What to work on = Repeat every line below exactly as it reads.

Records to use =
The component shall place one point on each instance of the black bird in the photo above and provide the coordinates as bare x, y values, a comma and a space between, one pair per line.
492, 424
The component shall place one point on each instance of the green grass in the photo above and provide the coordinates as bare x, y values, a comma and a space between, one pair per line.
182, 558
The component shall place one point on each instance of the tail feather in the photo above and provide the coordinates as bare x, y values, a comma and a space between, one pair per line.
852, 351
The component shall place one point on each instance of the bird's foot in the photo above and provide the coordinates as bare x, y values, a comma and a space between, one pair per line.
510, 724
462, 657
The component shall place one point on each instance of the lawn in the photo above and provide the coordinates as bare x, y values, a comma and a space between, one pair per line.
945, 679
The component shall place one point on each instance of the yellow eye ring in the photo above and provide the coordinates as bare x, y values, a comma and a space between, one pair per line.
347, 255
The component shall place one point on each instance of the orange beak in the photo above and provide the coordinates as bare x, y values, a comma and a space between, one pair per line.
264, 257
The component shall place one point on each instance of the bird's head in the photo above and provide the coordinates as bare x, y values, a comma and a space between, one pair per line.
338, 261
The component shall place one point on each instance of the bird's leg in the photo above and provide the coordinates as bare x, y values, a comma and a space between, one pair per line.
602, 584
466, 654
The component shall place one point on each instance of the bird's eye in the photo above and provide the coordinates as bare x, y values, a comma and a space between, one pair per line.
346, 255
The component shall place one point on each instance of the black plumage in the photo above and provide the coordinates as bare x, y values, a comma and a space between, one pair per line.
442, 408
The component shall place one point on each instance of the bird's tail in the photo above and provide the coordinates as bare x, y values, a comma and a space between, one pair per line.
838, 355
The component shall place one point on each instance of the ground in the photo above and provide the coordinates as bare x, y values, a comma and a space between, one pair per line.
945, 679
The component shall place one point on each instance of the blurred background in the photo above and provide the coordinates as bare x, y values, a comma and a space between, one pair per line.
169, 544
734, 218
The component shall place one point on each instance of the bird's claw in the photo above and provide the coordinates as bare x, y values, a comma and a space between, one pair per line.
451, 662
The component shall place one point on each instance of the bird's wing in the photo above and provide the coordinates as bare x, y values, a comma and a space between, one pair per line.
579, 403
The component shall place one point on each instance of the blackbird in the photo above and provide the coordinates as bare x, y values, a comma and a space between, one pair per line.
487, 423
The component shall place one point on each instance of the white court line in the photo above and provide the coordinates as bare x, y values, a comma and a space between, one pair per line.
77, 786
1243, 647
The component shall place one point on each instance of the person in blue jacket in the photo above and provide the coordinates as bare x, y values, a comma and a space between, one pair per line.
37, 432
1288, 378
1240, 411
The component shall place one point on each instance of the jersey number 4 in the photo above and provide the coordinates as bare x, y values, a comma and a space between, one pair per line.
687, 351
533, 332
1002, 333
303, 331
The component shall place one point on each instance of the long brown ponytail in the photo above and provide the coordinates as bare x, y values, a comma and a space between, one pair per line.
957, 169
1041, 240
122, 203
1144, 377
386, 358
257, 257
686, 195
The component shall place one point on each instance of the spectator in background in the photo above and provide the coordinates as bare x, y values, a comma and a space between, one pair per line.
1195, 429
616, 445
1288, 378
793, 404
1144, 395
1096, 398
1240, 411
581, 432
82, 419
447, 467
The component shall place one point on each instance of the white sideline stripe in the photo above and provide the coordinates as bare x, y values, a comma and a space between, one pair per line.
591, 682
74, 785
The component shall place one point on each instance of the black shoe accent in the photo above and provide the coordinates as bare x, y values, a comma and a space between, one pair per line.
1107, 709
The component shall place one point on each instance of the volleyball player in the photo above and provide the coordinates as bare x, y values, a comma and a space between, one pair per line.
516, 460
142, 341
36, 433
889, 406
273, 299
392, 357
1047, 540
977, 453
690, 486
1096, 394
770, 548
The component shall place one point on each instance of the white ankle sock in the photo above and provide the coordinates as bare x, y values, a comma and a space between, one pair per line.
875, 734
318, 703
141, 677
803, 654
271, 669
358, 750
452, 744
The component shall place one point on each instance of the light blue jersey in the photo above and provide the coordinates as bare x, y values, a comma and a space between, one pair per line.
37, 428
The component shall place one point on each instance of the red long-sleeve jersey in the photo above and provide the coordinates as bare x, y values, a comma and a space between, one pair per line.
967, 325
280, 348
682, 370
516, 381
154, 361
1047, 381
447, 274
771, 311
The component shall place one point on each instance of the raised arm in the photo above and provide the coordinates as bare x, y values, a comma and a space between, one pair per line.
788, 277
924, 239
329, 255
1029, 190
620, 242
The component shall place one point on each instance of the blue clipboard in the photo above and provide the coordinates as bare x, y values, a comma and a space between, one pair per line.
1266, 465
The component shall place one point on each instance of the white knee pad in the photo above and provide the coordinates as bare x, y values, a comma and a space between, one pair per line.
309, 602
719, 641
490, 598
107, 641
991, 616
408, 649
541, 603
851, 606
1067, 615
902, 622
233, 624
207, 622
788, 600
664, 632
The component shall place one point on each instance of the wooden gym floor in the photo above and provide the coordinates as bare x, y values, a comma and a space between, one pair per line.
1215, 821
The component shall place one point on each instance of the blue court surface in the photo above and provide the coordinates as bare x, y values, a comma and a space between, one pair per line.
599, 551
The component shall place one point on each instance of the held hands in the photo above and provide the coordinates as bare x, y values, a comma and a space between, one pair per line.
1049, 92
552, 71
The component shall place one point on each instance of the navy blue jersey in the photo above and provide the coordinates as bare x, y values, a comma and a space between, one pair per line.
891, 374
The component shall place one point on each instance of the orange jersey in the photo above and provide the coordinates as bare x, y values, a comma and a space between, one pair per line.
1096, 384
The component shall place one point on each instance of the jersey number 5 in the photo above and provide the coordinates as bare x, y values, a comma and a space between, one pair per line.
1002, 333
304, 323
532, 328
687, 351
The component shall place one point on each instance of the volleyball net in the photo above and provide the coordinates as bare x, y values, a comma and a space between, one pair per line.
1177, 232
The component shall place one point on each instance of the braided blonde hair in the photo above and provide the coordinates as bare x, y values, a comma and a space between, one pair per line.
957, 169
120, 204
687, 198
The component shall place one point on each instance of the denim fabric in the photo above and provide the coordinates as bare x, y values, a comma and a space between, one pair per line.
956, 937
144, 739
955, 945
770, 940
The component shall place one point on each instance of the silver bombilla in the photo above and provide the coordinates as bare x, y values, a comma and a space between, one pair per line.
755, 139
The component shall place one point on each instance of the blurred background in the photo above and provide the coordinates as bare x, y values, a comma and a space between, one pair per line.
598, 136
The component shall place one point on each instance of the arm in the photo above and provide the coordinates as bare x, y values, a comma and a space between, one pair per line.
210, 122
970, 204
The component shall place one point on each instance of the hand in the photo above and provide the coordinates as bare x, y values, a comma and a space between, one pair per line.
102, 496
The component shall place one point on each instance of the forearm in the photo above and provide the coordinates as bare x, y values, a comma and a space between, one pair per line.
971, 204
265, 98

Answer for this exercise =
The component shall place one point on each instance of the black bird in the photo above and provide the coordinates as bare x, y values, a comma and a space between, one pair per line.
492, 424
The component shall place one point on each instance of the green grass in the photo above and provide the coordinates as bare x, y values, a comma and a space between, one pair per line.
182, 558
The component shall place one point on each instance of the tail feather in the photo above and provide the coordinates as bare x, y values, a comma and a space between, one pair per line.
852, 351
The component shall place one point on each instance of the bird's foot in the photo above and provide the coordinates as bare x, y values, a comma and a space between, one pair per line.
510, 724
462, 657
The component shall place one point on each instance of the lawn in the photo above and provide the coordinates as bare x, y values, a comma and a space between, one pair per line.
945, 679
The component shall place one point on each instance of the yellow eye ring in the photo above and provide the coordinates as bare x, y values, a comma and a space between, one pair per line.
347, 255
The component shall place one point on each instance of the orange beak in the photo above and provide the coordinates as bare x, y values, a comma and a space between, one pair per line.
264, 257
The component shall place one point on each instance of the bird's head in the photo above and provide the coordinates as bare x, y values, a comma and a space between, one pair per line.
338, 261
The component shall place one point on each instance of the bird's leg in the photo above and provide the coordinates as bare x, y values, a comma and a space between, one pair per line.
602, 584
466, 654
The component shall place one point on each instance of the bird's eye in the photo above and provide the coordinates as bare x, y values, a comma and a space between, one pair per line.
346, 255
The component shall place one point on each instance of the black plumage in the photo above and provide the coordinates as bare x, y values, a comma and a space between, one pair per line.
442, 408
The component shall place one point on each instance of the bird's tail in the photo above and provide the coordinates as bare x, y values, a comma and a space between, one pair per line.
838, 355
The component shall place one point on each instance of the ground in the photo above and provide the coordinates as bare x, y values, a comma and a space between, one pair per line.
945, 679
The component shall place one point on each instance of the blurred background in the photo above and provide the coordinates as bare x, y values, a comma and a space between, one pair per line.
169, 544
734, 218
The component shall place one point on each instance of the bird's claw in the photo above and provide the coordinates as bare x, y values, a comma and a space between, one pair per line.
451, 662
The component shall place one point on each instance of the bird's wing in the photo above and provide the coordinates as bare x, y values, a comma and a space between, one pair per line.
579, 403
The component shall place one point on each instance of the blackbird in the photo above and provide the coordinates as bare x, y values, a comma and a space between, one pair per line.
487, 423
The component shall place one point on each instance of the white court line in the photo above and provide the coordinates as bare x, y values, a comma and a space between, one pair per line.
77, 786
1243, 647
The component shall place one point on each instance of the person in blue jacket in the photo above and provide the coordinates as bare x, y values, a comma and a space between, one pair per line.
37, 432
1288, 378
1240, 411
The component shall place one point on each instance of the jersey number 4 in the photo above and provide the coordinates as bare x, y values, a comma and a space between, one pair per line.
687, 351
533, 332
1002, 333
303, 331
The component shall place one point on each instance of the long brown ponytail in the photo above and provide the coordinates as bare x, y values, a comma and a space between, one pair per line.
957, 169
1041, 240
122, 203
1144, 377
386, 358
257, 257
686, 195
The component shall place one point on each instance of the spectator in background in the photo above and provide the coordinates as bare x, y values, a comma and a space between, one pair per line.
1195, 429
616, 445
1288, 378
793, 404
1144, 395
1096, 398
1240, 411
581, 432
82, 419
447, 467
The component shall place one point on each instance of the white sideline stripe in the photo above and provide the coordinates as bare x, y values, a comma and a space between, one pair per line.
591, 682
74, 785
The component shall place one point on each instance of the black shoe accent in the photo above and provide the coordinates as bare x, y values, a comma and a space between, one pair per line.
1107, 709
The component shall place one point on each instance of the volleyball player in the photo above and provide the coordinates as bare x, y values, a comma and a space between, one pair per line.
516, 460
142, 341
36, 433
889, 406
273, 299
392, 357
1047, 540
977, 453
690, 486
1096, 394
770, 548
The component shall place one point on each instance of the white ankle sock in the photo above and provide the coordinates as bare x, y values, a comma and a space between, one pair per line.
875, 734
318, 703
141, 677
803, 654
271, 669
358, 750
452, 744
The component shall place one point on each instance of the light blue jersey in the photo above and provide the coordinates as bare x, y values, a comma and a space between, one pair per line.
37, 428
The component shall place one point on each instance of the red long-sleeve jersey in the photo above and provide the coordinates as bare x, y values, a comma and a space between, one pair per line.
967, 325
280, 348
682, 370
516, 381
154, 361
1047, 381
447, 274
771, 311
The component shall place one point on each instance of the raised arm in the photo above and provide the coordinates as bare x, y values, a comma and a space between, one pair per line.
788, 277
924, 239
329, 255
1029, 190
620, 242
The component shall place one point on each instance of the blue clipboard in the photo above and provide the coordinates as bare x, y values, a comma and a space between, one pair per line.
1266, 465
The component shall place one point on each instance of the white knee pad in the photo above and provide the coordinates as bare x, y values, a comma and a space between, one pair per line.
309, 602
719, 641
490, 598
107, 641
991, 616
408, 649
541, 603
851, 606
1067, 615
902, 622
233, 624
207, 622
788, 600
664, 632
The component shall place one point on each instance of the wooden gym floor in the photo above and provide the coordinates as bare x, y values, a comma and a space between, one pair per line.
1215, 821
The component shall place one point on each instance of the blue court surface in the photo above and provide the coordinates as bare x, y values, a comma and a space between, one pair per line.
599, 551
The component shall place one point on each instance of the held hands in the photo above and provide the coordinates as bare x, y values, a comma and a space between, one pair per line.
1049, 92
552, 71
The component shall place one point on each instance of the navy blue jersey in the photo above and provide the coordinates as bare x, y values, a comma and a space between, one pair per line.
891, 374
The component shall place one point on each instance of the orange jersey in the photo above and provide the coordinates as bare x, y values, a comma and a space between, one pair per line.
1096, 384
The component shall place one point on each instance of the jersey number 5 in the photo above and provide the coordinates as bare x, y values, a comma and a space between, one pair per line.
1002, 333
304, 323
532, 328
687, 351
The component shall place one point on each instance of the volleyball net in the photo above and provide the coordinates as bare x, y values, a comma and a space between, one pair per line.
1177, 232
The component shall place one point on each instance of the braided blonde hair in the photo above and provide the coordinates as bare x, y values, a comma and a space between, one pair per line.
957, 169
120, 204
687, 198
The component shall place one point on each instance of the denim fabric in the photo above and provide the coordinates as bare x, y values, a comma and a space between, one pair per line.
956, 937
144, 739
955, 945
770, 940
The component shall place one point on each instance of the silver bombilla in the photo above and provide the coordinates as bare x, y values, a comma and a space between, one pair per line.
755, 139
The component shall place one point on each instance of the blurred background in the photo above and provide the coordinates as bare x, y values, a comma and a space between, one pair per line.
598, 136
The component shall place one point on each instance of the arm in the photo above and provide the coordinates as bare x, y values, a comma and a space between, one pair per line.
210, 122
970, 204
The component shall place one point on each instance of the hand in the photo above and provide the coordinates as bare x, y values, a comma and a space between, one pair per line.
102, 496
The component shall place one point on each instance of the forearm in the photo above and provide the coordinates as bare x, y values, a comma and a space between, one pair per line.
971, 204
265, 98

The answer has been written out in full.